| Task instructions |
**a)** Return the section of the thread on pausing at the end of recovery from "I'm not saying" to "don't allow it?", copied word for word.
**b)** Carry the thread on pausing at the end of recovery forward from its last line.

Pause at end of recovery

Started by Magnus Haganderabout 14 years ago8 messages
#1Magnus Hagander
magnus@hagander.net

These days we have pause_at_recovery_target, which lets us pause when
we reach a PITR target. Is there a particular reason we don't have a
way to pause at end of recovery if we *didn't* specify a target -
meaning we let it run until the end of the archived log? While it's
too late to change the target, I can see a lot of usescases where you
don't want it to be possible to make changes to the database again
until it has been properly verified - and keeping it up in readonly
mode in that case can be quite useful...

--
 Magnus Hagander
 Me: http://www.hagander.net/
 Work: http://www.redpill-linpro.com/

#2Simon Riggs
simon@2ndQuadrant.com
In reply to: Magnus Hagander (#1)
Re: Pause at end of recovery

On Tue, Dec 20, 2011 at 1:40 PM, Magnus Hagander <magnus@hagander.net> wrote:

These days we have pause_at_recovery_target, which lets us pause when
we reach a PITR target. Is there a particular reason we don't have a
way to pause at end of recovery if we *didn't* specify a target -
meaning we let it run until the end of the archived log? While it's
too late to change the target, I can see a lot of usescases where you
don't want it to be possible to make changes to the database again
until it has been properly verified - and keeping it up in readonly
mode in that case can be quite useful...

Useful for what purpose? It' s possible to deny access in other ways already.

--
 Simon Riggs                   http://www.2ndQuadrant.com/
 PostgreSQL Development, 24x7 Support, Training & Services

#3Magnus Hagander
magnus@hagander.net
In reply to: Simon Riggs (#2)
Re: Pause at end of recovery

On Tue, Dec 20, 2011 at 18:15, Simon Riggs <simon@2ndquadrant.com> wrote:

On Tue, Dec 20, 2011 at 1:40 PM, Magnus Hagander <magnus@hagander.net> wrote:

These days we have pause_at_recovery_target, which lets us pause when
we reach a PITR target. Is there a particular reason we don't have a
way to pause at end of recovery if we *didn't* specify a target -
meaning we let it run until the end of the archived log? While it's
too late to change the target, I can see a lot of usescases where you
don't want it to be possible to make changes to the database again
until it has been properly verified - and keeping it up in readonly
mode in that case can be quite useful...

Useful for what purpose? It' s possible to deny access in other ways already.

For validating the restore, while allowing easy read-only access.

If you could declare a read-only connection in pg_hba.conf it would
give the same functionality, but you really can't...

I'm not saying it's a big feature. But the way it looks now it seems
to be artificially restricted from a usecase. Or is there a technical
reason why we don't allow it?

| Given data |

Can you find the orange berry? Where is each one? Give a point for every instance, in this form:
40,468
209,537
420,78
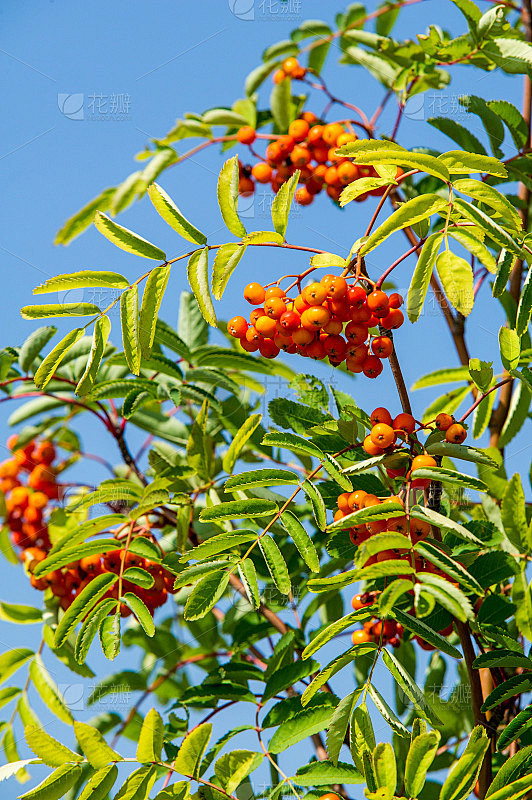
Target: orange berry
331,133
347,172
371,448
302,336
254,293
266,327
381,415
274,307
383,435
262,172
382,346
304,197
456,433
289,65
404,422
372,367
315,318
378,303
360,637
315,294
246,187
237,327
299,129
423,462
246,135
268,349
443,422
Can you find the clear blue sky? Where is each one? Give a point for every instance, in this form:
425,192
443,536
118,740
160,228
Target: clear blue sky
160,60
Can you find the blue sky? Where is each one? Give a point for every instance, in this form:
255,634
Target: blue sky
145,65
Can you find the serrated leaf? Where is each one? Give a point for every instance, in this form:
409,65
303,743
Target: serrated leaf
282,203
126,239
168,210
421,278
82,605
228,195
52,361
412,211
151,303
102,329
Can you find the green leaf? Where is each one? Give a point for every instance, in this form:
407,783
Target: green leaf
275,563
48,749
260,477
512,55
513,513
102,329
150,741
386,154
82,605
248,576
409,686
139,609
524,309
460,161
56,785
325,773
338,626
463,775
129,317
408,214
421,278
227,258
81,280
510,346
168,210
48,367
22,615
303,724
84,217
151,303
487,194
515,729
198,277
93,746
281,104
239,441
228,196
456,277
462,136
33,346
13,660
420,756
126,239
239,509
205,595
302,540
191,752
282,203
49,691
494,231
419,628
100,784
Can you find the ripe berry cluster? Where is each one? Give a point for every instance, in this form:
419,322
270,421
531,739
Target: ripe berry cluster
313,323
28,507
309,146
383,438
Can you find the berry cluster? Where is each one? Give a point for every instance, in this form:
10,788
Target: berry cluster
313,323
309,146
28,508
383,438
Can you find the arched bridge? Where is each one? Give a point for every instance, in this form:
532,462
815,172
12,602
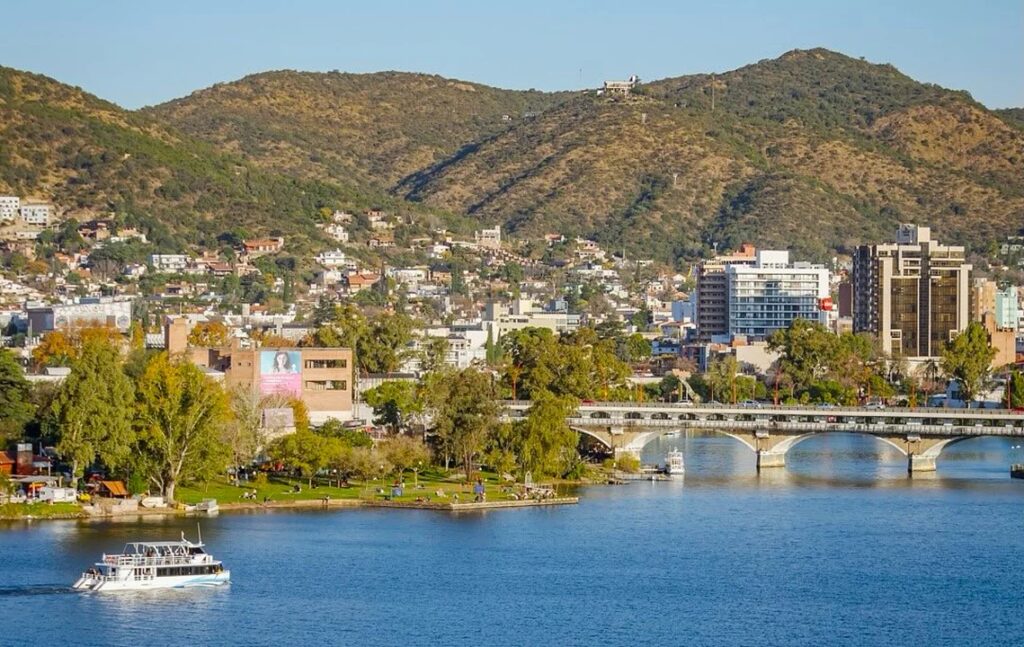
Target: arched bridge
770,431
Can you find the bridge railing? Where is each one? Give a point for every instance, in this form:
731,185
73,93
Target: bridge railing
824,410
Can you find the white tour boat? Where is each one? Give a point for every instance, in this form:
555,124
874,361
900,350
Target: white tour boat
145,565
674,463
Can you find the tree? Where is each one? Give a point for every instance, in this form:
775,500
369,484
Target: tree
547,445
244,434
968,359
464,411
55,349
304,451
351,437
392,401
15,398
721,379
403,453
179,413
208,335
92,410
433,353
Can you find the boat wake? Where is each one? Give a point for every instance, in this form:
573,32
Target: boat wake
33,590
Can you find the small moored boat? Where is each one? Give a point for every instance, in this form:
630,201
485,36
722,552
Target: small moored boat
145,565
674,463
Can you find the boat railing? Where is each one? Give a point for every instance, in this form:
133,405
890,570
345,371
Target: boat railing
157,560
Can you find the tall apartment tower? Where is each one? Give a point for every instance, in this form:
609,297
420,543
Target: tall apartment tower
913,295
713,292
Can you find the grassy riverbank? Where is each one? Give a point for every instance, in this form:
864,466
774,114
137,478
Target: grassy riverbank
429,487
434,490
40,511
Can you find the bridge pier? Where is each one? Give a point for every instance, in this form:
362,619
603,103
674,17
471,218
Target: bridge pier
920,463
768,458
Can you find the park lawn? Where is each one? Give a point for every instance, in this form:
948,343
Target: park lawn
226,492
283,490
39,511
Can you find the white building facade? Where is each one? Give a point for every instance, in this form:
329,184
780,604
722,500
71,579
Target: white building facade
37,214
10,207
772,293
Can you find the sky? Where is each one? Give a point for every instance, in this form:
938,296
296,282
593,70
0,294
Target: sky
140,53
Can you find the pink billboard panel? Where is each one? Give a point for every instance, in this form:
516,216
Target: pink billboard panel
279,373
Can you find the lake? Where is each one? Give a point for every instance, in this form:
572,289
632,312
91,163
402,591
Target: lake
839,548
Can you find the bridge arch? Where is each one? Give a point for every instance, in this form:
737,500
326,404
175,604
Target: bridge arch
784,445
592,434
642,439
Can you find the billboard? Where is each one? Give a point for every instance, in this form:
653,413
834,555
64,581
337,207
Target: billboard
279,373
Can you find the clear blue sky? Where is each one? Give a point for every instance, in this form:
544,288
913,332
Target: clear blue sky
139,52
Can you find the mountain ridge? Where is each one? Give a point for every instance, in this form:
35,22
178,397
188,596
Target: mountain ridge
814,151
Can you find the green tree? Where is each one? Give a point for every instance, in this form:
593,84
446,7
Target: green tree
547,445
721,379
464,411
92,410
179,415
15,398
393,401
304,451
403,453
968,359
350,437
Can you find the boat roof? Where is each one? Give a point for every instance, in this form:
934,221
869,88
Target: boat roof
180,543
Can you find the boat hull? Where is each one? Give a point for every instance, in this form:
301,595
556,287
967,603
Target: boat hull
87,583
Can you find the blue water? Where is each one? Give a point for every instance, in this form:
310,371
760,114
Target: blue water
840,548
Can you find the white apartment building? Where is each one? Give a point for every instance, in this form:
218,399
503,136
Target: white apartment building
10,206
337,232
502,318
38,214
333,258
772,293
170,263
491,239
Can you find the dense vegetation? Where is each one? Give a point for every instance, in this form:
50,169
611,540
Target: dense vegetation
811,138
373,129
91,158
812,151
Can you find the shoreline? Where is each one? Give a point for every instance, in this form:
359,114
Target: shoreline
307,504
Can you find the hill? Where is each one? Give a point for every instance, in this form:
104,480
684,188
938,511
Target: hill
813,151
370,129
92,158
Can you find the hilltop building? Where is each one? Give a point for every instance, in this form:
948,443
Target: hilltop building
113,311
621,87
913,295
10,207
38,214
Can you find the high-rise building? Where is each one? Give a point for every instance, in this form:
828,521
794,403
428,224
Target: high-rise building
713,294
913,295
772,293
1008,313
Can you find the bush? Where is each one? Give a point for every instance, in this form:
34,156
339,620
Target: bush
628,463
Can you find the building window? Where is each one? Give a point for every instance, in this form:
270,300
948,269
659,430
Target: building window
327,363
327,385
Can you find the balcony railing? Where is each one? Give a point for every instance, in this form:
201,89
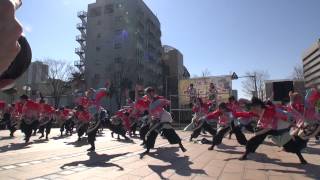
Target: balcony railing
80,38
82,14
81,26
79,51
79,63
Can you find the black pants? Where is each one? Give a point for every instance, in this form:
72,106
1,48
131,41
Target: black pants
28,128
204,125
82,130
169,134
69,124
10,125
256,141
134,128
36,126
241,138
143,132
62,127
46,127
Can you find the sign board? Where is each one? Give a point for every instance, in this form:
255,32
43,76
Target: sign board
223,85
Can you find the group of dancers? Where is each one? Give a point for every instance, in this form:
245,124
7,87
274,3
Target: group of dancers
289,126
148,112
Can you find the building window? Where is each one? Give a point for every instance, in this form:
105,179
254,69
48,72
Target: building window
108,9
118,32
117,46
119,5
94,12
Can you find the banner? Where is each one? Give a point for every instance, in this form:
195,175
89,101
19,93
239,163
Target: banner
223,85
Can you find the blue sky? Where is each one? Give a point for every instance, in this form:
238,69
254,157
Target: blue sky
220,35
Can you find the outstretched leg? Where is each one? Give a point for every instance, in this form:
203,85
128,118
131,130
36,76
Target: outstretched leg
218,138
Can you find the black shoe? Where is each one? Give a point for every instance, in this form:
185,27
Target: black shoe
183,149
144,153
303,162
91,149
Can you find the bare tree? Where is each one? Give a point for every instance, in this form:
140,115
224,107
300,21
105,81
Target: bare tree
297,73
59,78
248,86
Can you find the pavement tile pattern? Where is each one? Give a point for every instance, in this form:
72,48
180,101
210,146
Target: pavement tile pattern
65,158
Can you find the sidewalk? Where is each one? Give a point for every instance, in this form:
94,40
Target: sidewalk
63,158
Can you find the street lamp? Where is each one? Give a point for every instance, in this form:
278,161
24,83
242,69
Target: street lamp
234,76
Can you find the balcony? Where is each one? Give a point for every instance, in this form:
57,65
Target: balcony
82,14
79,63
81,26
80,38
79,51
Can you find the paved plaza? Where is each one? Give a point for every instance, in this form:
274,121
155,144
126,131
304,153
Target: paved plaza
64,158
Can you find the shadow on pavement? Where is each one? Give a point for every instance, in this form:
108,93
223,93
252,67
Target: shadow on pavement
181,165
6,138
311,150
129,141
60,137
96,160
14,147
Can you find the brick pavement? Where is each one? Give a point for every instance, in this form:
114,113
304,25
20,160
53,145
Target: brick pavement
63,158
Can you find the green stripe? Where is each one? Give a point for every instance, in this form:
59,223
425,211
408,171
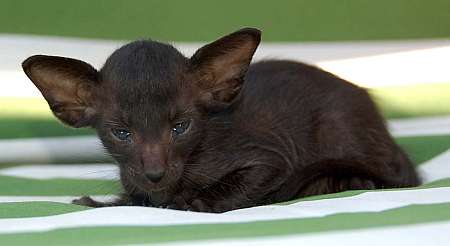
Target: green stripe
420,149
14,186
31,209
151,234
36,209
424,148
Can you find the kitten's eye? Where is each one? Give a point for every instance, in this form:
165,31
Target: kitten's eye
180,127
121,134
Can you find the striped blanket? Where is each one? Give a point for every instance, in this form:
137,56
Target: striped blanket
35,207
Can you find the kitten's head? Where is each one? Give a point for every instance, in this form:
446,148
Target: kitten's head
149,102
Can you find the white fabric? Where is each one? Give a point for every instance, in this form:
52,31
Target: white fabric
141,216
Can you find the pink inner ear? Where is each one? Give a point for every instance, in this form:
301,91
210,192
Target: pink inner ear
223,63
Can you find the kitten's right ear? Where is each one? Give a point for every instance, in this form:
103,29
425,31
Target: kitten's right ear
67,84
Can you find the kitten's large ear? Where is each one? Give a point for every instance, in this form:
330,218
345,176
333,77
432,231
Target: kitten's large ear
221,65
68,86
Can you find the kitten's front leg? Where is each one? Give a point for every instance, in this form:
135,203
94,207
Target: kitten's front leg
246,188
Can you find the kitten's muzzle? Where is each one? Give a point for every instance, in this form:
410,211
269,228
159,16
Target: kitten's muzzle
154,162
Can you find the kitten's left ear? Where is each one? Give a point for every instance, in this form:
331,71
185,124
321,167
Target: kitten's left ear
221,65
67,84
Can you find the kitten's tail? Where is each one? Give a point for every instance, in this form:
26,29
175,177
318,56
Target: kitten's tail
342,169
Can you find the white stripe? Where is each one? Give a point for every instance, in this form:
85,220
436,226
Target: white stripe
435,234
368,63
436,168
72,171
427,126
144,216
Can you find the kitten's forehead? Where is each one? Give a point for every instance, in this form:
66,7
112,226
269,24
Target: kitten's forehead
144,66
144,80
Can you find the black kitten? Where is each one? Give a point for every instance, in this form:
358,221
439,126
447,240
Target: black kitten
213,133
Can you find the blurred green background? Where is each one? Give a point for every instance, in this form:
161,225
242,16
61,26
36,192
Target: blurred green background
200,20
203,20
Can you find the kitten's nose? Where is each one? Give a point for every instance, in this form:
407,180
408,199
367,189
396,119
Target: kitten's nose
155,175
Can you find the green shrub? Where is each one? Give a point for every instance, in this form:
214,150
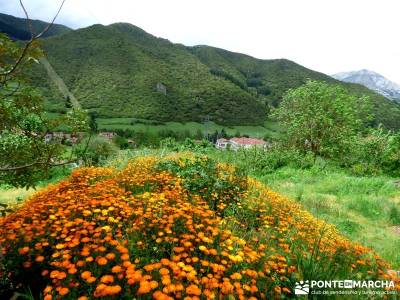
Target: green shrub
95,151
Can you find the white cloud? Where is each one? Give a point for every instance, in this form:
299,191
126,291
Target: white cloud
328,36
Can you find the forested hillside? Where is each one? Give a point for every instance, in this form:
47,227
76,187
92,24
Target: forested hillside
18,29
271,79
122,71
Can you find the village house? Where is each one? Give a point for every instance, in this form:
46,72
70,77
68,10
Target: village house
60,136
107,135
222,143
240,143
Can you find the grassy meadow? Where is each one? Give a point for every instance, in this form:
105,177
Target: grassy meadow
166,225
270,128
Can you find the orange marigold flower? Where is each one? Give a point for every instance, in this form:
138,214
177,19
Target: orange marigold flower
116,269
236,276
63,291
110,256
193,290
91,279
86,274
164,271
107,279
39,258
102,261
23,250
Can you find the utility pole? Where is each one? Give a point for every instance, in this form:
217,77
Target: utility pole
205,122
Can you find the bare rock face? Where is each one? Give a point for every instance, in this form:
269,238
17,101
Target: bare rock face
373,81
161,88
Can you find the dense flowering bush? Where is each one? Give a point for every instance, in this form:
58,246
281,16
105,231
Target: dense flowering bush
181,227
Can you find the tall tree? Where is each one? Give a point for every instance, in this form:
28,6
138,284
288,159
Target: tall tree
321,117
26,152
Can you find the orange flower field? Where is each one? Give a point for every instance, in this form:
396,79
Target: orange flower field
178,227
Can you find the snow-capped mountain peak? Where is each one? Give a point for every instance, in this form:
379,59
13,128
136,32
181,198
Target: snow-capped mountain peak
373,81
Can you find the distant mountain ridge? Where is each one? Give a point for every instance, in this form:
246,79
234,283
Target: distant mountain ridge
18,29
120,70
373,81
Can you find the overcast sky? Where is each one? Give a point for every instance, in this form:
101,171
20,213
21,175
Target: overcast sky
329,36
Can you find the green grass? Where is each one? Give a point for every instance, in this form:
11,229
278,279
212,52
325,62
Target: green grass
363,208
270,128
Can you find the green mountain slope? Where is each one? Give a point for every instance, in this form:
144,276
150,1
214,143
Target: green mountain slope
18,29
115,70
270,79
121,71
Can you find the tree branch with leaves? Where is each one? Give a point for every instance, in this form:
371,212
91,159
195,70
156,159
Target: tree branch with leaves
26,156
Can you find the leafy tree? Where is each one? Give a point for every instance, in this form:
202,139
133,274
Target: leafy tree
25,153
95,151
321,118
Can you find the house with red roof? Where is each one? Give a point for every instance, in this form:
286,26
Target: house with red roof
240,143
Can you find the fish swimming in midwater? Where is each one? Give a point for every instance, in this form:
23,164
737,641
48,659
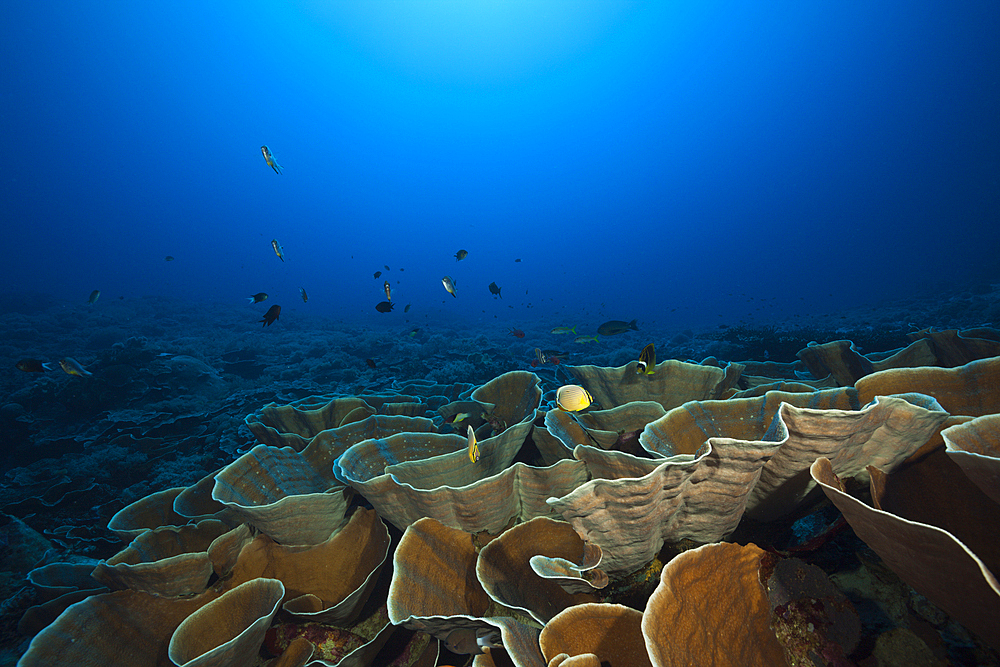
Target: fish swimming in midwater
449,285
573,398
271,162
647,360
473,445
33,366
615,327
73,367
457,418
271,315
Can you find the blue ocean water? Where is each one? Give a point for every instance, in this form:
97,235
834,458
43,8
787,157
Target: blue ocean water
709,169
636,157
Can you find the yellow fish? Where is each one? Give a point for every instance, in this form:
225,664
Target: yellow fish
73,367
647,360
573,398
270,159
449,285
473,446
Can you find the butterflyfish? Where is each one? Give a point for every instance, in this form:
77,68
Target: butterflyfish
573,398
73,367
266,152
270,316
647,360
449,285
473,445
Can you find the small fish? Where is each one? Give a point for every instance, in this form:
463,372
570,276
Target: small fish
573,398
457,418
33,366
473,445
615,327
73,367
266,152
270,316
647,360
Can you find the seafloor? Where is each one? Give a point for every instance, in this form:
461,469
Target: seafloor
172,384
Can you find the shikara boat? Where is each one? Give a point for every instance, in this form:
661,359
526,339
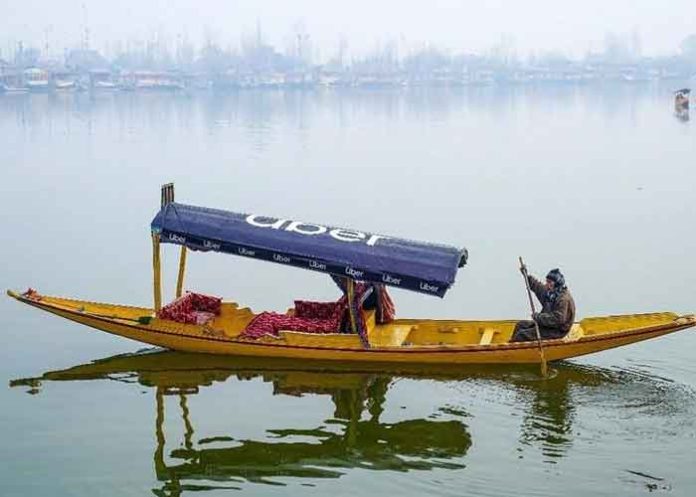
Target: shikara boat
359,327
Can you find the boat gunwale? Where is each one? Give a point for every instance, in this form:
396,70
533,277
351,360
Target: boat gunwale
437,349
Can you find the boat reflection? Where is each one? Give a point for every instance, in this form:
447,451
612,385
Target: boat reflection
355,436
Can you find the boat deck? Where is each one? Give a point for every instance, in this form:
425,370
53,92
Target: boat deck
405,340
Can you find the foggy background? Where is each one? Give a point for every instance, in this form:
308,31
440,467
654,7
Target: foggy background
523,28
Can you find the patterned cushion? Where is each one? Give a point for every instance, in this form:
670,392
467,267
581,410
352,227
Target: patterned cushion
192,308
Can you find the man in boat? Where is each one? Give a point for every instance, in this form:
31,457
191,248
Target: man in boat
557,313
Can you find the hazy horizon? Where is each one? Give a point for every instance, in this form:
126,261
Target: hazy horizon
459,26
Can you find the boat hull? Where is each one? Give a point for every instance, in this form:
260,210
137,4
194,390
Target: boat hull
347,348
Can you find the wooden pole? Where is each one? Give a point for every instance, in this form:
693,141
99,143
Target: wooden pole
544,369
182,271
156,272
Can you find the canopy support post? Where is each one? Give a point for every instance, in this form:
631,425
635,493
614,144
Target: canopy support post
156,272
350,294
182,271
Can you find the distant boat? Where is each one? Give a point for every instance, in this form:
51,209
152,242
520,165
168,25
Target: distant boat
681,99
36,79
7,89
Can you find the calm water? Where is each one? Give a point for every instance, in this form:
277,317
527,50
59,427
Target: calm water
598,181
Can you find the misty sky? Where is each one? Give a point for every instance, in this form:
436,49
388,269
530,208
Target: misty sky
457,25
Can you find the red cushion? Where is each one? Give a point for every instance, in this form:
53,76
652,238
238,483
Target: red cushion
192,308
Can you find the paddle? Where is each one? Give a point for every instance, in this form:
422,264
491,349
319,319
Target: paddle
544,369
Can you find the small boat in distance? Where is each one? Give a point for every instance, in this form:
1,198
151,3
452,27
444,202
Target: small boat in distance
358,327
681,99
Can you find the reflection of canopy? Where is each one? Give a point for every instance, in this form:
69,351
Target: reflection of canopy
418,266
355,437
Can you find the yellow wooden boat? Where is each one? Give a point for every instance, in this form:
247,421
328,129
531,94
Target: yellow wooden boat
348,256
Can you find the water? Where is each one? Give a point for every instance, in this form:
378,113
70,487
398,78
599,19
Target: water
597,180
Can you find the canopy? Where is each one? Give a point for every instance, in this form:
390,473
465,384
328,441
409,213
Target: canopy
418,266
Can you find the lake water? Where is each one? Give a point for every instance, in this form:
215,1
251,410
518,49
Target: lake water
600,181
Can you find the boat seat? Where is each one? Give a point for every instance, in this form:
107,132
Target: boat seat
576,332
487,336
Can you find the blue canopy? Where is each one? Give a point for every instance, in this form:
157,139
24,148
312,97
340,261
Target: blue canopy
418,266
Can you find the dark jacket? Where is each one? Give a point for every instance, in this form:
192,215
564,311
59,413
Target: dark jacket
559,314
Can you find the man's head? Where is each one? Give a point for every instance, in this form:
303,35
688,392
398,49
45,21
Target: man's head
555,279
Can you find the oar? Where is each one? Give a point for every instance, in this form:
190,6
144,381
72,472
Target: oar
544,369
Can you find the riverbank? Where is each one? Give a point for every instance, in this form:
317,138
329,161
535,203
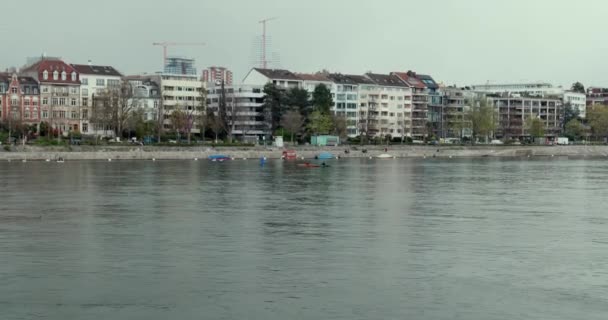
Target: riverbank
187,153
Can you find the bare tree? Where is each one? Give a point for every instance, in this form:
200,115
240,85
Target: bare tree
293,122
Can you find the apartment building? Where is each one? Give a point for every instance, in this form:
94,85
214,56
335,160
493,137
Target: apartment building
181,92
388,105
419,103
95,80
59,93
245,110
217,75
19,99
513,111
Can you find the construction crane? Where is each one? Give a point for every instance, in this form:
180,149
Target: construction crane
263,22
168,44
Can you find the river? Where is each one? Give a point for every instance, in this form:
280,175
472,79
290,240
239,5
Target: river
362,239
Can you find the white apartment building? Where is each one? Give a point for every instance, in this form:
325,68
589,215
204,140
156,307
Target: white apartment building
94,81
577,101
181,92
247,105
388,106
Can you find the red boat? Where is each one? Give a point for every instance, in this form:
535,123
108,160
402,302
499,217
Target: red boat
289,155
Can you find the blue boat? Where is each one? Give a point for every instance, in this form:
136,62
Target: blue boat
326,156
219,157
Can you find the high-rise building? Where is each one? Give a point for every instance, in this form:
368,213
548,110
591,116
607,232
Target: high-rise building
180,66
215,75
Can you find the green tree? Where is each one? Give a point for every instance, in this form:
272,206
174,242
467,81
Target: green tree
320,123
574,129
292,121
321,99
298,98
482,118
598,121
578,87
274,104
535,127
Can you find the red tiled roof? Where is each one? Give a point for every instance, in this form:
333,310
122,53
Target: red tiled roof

| Answers to the exercise |
**a)**
I'm not saying it's a big feature. But the way it looks now it seems
to be artificially restricted from a usecase. Or is there a technical
reason why we don't allow it?

**b)**
--
 Magnus Hagander
 Me: http://www.hagander.net/
 Work: http://www.redpill-linpro.com/

#4Simon Riggs
simon@2ndquadrant.com
In reply to: Magnus Hagander (#3)
Re: Pause at end of recovery

On Wed, Dec 21, 2011 at 12:04 PM, Magnus Hagander <magnus@hagander.net> wrote:

On Tue, Dec 20, 2011 at 18:15, Simon Riggs <simon@2ndquadrant.com> wrote:

On Tue, Dec 20, 2011 at 1:40 PM, Magnus Hagander <magnus@hagander.net> wrote:

These days we have pause_at_recovery_target, which lets us pause when
we reach a PITR target. Is there a particular reason we don't have a
way to pause at end of recovery if we *didn't* specify a target -
meaning we let it run until the end of the archived log? While it's
too late to change the target, I can see a lot of usescases where you
don't want it to be possible to make changes to the database again
until it has been properly verified - and keeping it up in readonly
mode in that case can be quite useful...

Useful for what purpose? It' s possible to deny access in other ways already.

For validating the restore, while allowing easy read-only access.

If you could declare a read-only connection in pg_hba.conf it would
give the same functionality, but you really can't...

I'm not saying it's a big feature. But the way it looks now it seems
to be artificially restricted from a usecase. Or is there a technical
reason why we don't allow it?

I can see a reason to do this now. I've written patch and will commit
on Friday. Nudge me if I don't.

--
 Simon Riggs                   http://www.2ndQuadrant.com/
 PostgreSQL Development, 24x7 Support, Training & Services

#5Simon Riggs
simon@2ndQuadrant.com
In reply to: Simon Riggs (#4)
1 attachment(s)
Re: Pause at end of recovery

On Thu, Dec 22, 2011 at 6:16 AM, Simon Riggs <simon@2ndquadrant.com> wrote:

I can see a reason to do this now. I've written patch and will commit
on Friday. Nudge me if I don't.

It's hard to write this so it works in all cases and doesn't work in
the right cases also.

Basically, we can't get in the way of crash recovery, so the only way
we can currently tell a crash recovery from an archive recovery is the
presence of restore_command.

If you don't have that and you haven't set a recovery target, it won't
pause and there's nothing I can do, AFAICS.

Please test this and review before commit.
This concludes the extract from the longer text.